• _TASK OBJECTIVE_:
Can you rewrite the entries below as a numbered list, starting from the first line and running up to and including the line containing "[[117,78],[118,80],[124,80],[125,77],[124,76],[120,76],[119,78]]", with blank lines left out?

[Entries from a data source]
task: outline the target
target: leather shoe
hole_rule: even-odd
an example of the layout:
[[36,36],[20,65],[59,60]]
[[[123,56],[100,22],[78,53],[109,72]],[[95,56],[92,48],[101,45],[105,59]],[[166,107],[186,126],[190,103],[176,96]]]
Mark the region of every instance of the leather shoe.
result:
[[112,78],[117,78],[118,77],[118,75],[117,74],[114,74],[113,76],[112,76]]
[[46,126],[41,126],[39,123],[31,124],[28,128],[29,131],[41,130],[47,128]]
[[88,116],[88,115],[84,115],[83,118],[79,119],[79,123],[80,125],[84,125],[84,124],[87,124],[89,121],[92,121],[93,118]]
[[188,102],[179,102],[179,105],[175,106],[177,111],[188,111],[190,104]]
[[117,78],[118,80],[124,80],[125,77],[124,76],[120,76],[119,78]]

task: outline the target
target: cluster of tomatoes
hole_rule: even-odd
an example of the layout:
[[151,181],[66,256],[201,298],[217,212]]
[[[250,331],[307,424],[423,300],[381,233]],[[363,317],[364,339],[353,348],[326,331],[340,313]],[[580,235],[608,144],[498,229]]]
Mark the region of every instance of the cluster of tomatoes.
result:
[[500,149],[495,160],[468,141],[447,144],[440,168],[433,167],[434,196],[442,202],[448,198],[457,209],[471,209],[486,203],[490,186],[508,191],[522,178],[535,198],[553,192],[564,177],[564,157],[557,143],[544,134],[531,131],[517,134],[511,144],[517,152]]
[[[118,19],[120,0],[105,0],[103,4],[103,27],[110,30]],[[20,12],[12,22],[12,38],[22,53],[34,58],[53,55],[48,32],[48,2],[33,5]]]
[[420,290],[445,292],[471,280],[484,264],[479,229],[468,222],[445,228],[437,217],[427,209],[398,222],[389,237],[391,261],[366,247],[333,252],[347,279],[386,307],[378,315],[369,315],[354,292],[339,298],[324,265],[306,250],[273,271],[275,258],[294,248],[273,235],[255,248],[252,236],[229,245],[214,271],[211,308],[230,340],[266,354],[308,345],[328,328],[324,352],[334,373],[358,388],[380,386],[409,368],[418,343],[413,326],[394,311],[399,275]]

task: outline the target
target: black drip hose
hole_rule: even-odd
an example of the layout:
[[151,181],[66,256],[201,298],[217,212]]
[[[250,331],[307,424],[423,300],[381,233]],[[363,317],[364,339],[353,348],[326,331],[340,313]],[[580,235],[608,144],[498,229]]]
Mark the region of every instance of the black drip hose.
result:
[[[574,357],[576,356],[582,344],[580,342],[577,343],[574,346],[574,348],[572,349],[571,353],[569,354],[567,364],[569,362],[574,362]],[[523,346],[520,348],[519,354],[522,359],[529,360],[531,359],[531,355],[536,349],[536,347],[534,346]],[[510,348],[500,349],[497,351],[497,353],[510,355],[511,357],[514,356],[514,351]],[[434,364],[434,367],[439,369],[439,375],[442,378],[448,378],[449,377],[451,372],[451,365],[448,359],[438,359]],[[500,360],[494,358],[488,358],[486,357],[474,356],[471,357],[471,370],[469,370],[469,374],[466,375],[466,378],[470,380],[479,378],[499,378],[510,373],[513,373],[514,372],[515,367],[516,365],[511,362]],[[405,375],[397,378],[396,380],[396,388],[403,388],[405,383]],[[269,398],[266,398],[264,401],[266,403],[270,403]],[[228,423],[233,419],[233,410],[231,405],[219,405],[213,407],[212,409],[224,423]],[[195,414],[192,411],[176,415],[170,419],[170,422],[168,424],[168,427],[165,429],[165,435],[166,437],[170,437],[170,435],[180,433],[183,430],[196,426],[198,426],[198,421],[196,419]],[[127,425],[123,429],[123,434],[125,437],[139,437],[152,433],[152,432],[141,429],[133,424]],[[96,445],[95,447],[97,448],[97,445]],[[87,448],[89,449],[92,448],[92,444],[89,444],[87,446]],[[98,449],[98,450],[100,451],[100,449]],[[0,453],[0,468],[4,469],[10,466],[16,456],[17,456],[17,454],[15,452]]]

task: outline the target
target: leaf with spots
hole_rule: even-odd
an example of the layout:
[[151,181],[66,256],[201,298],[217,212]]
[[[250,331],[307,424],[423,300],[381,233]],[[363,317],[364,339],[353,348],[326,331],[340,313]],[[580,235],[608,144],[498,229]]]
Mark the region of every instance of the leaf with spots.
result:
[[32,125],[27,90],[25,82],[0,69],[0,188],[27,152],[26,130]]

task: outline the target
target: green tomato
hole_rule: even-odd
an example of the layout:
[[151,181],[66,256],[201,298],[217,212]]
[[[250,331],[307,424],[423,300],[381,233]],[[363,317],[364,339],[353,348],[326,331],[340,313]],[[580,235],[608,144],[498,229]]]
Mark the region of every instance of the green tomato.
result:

• _RESPONSE BELOW_:
1. task: outline the target
2. target: leather shoe
3. hole_rule: even-odd
4. an example of the layout:
5. [[36,36],[20,65],[59,60]]
6. [[[123,56],[100,22],[78,53],[109,72]],[[95,56],[92,48],[101,45],[105,59]],[[166,107],[186,126],[190,103],[176,96]]]
7. Mark the region of every instance of the leather shoe.
8. result:
9. [[112,78],[117,78],[118,77],[118,75],[117,74],[114,74],[113,76],[112,76]]
10. [[46,126],[41,126],[39,123],[31,124],[28,128],[29,131],[41,130],[47,128]]
11. [[88,116],[88,115],[84,115],[83,118],[79,119],[79,123],[80,125],[84,125],[84,124],[87,124],[89,121],[92,121],[93,118]]
12. [[188,102],[179,102],[179,105],[175,106],[177,111],[188,111],[190,104]]
13. [[117,78],[118,80],[124,80],[125,77],[124,76],[120,76],[119,78]]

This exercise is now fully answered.